» **Required work**: Reproduce all of the records below word for word, line by line.

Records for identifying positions
****************************************

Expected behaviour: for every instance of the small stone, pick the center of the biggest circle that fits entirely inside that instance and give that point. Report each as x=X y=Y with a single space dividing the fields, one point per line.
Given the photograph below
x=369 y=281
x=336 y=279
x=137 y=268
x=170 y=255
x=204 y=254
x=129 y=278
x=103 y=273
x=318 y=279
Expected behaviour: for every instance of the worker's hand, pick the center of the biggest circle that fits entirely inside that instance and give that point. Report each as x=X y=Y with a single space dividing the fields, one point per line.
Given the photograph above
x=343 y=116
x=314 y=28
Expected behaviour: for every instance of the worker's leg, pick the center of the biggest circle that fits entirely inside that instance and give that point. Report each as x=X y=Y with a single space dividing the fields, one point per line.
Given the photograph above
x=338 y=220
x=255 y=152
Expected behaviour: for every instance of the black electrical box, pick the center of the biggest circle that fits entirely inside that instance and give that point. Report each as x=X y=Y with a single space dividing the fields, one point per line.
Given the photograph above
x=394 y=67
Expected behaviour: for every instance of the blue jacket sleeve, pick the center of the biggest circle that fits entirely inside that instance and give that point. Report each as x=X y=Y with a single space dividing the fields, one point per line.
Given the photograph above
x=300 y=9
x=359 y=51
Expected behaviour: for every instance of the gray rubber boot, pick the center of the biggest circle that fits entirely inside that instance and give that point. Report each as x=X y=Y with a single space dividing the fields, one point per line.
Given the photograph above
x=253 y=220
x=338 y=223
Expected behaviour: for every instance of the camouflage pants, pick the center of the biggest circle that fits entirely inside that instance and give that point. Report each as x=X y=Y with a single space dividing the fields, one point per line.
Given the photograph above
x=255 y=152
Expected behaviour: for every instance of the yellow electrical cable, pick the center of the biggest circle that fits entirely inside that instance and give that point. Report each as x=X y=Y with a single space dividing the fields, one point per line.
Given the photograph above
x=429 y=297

****************************************

» **Right answer**:
Expected behaviour: for every instance of the small stone, pick the center of the biggest circle that fits entirely inside that instance and give that point. Report each as x=X y=Y with a single space dividing the fields, one point per line.
Given the photograph below
x=369 y=281
x=336 y=279
x=137 y=268
x=170 y=255
x=204 y=254
x=129 y=278
x=103 y=273
x=318 y=279
Expected behaviour: for every instance of the worker's hand, pick the center of the biggest circle that fits entirely inside that instance and give that point. Report each as x=X y=Y with a single space dividing the fields, one point per line.
Given the photograph above
x=343 y=116
x=314 y=28
Expected behaviour: for every instance of the worker's leg, pick the center of the biggest circle that fits entirely inside that instance and give that point. Report each as x=X y=Y with a single space dividing the fields, one point per line.
Given the photograph above
x=338 y=220
x=255 y=152
Expected behaviour: for every instance of the black electrical box, pick the center of the biggest circle that fits entirely inside that instance and give that point. Report each as x=X y=Y with a single space dividing the fields, one point per line.
Given the photograph above
x=394 y=67
Expected behaviour: for every instance of the blue jacket sleeve, pick the center of the biggest circle that fits entirely inside that instance and give that point. Report each as x=X y=Y with a single space dividing the fields, one point per line.
Given the photograph above
x=300 y=9
x=359 y=51
Expected behaviour: for every instance of the gray rubber boot, pick the center of the biggest circle that fits entirely inside that instance and give that point. Report each as x=X y=Y with a single space dividing the fields, one point per line.
Given the photograph above
x=253 y=220
x=338 y=223
Expected behaviour: for every instance of the camouflage pants, pick the center of the biggest circle that fits entirely inside that instance and give that point. Report each as x=X y=Y with a single space dividing the fields, one point per line.
Given the photograph above
x=255 y=152
Expected behaviour: for every instance of the yellow electrical cable, pick the center of the biggest circle that fits entirely inside that instance and give that point. Report each as x=X y=Y with a single space dividing the fields, one point per line.
Given the photograph above
x=429 y=297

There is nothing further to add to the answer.